Technology continues to improve the lives of patients and improve the efficiency of nurses and healthcare providers. Beyond complicated surgical procedures and implants, technology is helping on a practical, day-to-day basis to streamline the transmission of medical information such as integrated delivery systems, which behooves both nurses and patients in public or home medical facilities.

Medical technologies That Are Extremely Useful

Medical alert systems

Medical alert systems Medical technologies

Medical alert systems are devices worn around the wrist or neck that allow seniors, or people in medical need, to effortlessly transmit a wireless signal to a monitoring center that can send out a response team if needed. The device is activated by pressing a single button, which makes it ideal for people prone to falls or other debilitating accidents. Medical alert systems are allowing seniors to be more independent and, according to some studies, increasing their lifespans by up to six years.

Smart beds

Smart beds are making nursing protocols more efficient by simplifying the way nurses obtain critical information from patients, such as weight, temperature, as well as determining the appropriate head and neck elevation. Instead of spending precious time attempting to manually decipher a person’s weight on a scale, or gauge a temperature—a process that can be physically and emotionally uncomfortable for both patient and nurse—this information can now be streamed instantaneously, while also accurately and automatically setting a patient’s head and neck in the right position.

Data provided:
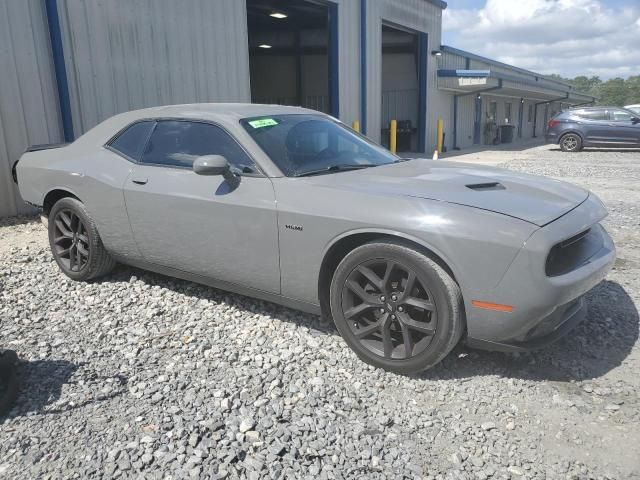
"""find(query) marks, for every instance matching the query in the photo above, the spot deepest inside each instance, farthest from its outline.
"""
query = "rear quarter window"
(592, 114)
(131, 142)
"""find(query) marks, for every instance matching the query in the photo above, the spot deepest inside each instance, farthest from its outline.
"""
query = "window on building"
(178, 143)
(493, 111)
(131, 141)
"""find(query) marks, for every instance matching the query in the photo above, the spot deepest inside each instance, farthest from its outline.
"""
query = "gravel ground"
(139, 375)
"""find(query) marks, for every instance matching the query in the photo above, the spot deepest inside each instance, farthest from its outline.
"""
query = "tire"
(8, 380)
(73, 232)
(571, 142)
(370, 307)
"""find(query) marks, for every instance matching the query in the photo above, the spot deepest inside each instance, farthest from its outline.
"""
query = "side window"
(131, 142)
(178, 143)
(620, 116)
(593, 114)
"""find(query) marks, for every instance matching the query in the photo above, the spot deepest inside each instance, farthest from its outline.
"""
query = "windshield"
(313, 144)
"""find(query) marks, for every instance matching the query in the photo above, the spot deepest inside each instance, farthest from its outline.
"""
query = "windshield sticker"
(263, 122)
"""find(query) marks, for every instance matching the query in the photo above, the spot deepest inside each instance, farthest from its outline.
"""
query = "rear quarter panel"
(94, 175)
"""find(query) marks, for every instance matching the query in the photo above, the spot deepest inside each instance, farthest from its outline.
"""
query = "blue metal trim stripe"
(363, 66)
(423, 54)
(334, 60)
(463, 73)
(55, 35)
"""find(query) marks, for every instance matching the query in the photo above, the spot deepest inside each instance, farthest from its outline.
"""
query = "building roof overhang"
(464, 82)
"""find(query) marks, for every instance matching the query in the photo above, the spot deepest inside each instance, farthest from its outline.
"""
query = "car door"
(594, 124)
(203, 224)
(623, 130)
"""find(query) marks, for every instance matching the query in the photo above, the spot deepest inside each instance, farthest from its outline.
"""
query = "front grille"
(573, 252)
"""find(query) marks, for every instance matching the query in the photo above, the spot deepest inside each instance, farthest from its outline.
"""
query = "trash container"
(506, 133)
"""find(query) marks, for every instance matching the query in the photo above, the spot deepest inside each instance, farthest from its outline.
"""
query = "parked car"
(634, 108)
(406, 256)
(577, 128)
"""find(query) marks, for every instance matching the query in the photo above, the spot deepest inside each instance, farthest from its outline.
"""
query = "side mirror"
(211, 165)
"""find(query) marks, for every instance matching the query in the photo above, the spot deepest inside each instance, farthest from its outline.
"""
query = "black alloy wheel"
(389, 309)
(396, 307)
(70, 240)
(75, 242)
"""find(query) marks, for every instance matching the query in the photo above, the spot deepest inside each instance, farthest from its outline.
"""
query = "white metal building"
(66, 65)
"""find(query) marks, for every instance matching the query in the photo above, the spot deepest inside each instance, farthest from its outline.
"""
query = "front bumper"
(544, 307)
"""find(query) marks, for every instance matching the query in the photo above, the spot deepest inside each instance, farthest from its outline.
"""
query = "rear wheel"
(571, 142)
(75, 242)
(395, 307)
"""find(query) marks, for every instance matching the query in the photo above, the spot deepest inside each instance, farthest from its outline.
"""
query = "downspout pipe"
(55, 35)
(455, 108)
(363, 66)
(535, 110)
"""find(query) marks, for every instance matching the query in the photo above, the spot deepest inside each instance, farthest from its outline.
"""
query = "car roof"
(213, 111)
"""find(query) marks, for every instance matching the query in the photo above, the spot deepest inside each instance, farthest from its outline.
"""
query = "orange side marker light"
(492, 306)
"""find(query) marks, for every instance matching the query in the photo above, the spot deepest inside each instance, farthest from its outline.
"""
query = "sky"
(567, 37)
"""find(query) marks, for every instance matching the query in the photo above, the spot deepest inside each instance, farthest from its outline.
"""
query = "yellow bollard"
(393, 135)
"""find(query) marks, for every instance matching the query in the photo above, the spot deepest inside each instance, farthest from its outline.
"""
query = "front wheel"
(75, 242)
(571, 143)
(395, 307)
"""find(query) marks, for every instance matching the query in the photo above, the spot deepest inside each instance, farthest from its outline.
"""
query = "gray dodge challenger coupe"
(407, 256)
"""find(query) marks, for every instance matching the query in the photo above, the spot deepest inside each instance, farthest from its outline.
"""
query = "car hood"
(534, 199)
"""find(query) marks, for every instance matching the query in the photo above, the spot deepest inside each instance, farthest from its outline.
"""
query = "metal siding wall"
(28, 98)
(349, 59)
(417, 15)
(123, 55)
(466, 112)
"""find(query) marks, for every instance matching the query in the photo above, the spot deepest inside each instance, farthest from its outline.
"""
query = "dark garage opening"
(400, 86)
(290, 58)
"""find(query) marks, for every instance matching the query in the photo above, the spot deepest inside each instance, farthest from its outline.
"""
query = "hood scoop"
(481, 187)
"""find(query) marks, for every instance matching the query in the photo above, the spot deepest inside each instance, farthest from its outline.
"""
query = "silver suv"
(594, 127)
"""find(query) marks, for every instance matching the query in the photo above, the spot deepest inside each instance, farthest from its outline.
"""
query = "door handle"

Your objective: Echo the whole text on medical technologies word for word. The rows were taken from a different source.

Exercise output:
Technology continues to improve the lives of patients and improve the efficiency of nurses and healthcare providers. Beyond complicated surgical procedures and implants, technology is helping on a practical, day-to-day basis to streamline the transmission of medical information such as integrated delivery systems, which behooves both nurses and patients in public or home medical facilities.

Medical technologies That Are Extremely Useful

Medical alert systems

Medical alert systems Medical technologies

Medical alert systems are devices worn around the wrist or neck that allow seniors, or people in medical need, to effortlessly transmit a wireless signal to a monitoring center that can send out a response team if needed. The device is activated by pressing a single button, which makes it ideal for people prone to falls or other debilitating accidents. Medical alert systems are allowing seniors to be more independent and, according to some studies, increasing their lifespans by up to six years.

Smart beds

Smart beds are making nursing protocols more efficient by simplifying the way nurses obtain critical information from patients, such as weight, temperature, as well as determining the appropriate head and neck elevation. Instead of spending precious time attempting to manually decipher a person’s weight on a scale, or gauge a temperature—a process that can be physically and emotionally uncomfortable for both patient and nurse—this information can now be streamed instantaneously, while also accurately and automatically setting a patient’s head and neck in the right position.